SELECTED PASSAGE:
Vanessa Rodrigues Joy of Music in Rio de Janeiro
Home these days for Edmonton native Vanessa Rodrigues is high on a hill in Rio de Janeiro in a place called The Maze that doubles as an inn and happening underground music club. Her birds-eye views of tropical forest, Rio’s famous Pão de Açúcar mountain and Guanabara Bay couldn’t contrast more with Edmonton where she grew up. This multi-talented salsa and jazz keyboard player works the Rio clubs and tours with some of Brazil’s best musicians. Her recording and performance roster in and out of Canada is impressive, but even more singular is her social activism through music.
Rodrigues teaches violin and string ensemble 3 days a week to kids in the Roçinha favela, one of South America’s most populous, poor urban neighborhoods (traditionally called slums). Between a quarter and half a million people live there on hillsides just out of view of the glitzy Ipanema and Copacabana beaches.
We are slaves to our desires, Vanessa says, commenting on what she calls her dream-life in Rio, combining sweat, hustle, and a gritty determination to survive.Destiny chooses you, she continues, then you have to respond to the call. That’s why I am here doing what I do.
It all started back home for this thoughtful, soft-spoken woman from Edmonton whose Latin complexion and name could easily mark her as a native Brazilian.

WRITTEN INSTRUCTION A: According to the profile of Vanessa Rodrigues, how many days a week does she teach violin and string ensemble to kids in the Roçinha favela?

Part of a data file
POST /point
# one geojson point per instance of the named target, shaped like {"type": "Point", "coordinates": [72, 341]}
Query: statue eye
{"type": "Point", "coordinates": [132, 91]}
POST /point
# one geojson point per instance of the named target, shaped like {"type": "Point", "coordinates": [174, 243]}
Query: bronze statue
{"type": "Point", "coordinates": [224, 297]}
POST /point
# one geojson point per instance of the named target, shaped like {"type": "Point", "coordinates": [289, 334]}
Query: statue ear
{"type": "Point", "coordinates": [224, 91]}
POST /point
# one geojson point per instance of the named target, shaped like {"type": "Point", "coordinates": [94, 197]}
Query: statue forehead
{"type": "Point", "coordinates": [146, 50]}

---

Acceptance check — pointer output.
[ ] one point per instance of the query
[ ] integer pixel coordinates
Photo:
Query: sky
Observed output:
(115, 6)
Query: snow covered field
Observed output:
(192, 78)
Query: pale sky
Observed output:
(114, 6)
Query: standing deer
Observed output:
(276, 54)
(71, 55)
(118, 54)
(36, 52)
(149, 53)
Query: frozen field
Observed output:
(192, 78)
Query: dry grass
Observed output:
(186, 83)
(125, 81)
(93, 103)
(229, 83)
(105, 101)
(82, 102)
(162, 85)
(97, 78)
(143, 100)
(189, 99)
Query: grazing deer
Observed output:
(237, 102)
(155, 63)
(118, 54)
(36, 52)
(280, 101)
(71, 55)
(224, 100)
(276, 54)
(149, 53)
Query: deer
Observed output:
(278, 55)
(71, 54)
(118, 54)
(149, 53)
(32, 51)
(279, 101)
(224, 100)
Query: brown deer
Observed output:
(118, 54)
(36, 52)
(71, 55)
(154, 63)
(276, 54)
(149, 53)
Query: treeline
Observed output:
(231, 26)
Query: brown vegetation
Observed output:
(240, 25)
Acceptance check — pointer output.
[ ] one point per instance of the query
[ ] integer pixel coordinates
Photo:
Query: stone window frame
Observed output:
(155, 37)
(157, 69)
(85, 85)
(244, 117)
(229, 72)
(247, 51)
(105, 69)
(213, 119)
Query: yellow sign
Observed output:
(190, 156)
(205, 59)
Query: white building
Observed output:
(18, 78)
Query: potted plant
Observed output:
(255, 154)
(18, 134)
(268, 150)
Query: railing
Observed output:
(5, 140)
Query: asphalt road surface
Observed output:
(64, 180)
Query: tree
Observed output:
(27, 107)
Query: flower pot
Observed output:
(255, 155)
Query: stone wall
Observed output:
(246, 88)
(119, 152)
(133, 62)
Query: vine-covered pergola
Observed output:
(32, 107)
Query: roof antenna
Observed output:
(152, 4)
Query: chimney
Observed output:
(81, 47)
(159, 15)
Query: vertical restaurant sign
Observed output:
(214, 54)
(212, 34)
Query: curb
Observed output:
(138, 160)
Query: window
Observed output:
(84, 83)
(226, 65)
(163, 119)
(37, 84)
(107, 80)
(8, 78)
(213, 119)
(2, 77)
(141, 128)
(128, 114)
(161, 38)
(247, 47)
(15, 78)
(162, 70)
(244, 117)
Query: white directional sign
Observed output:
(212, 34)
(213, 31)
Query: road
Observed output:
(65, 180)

WRITTEN INSTRUCTION B: State how many lines of the rows above contain the word "stone". Give only the number.

OUTPUT A: Three days a week.

OUTPUT B: 2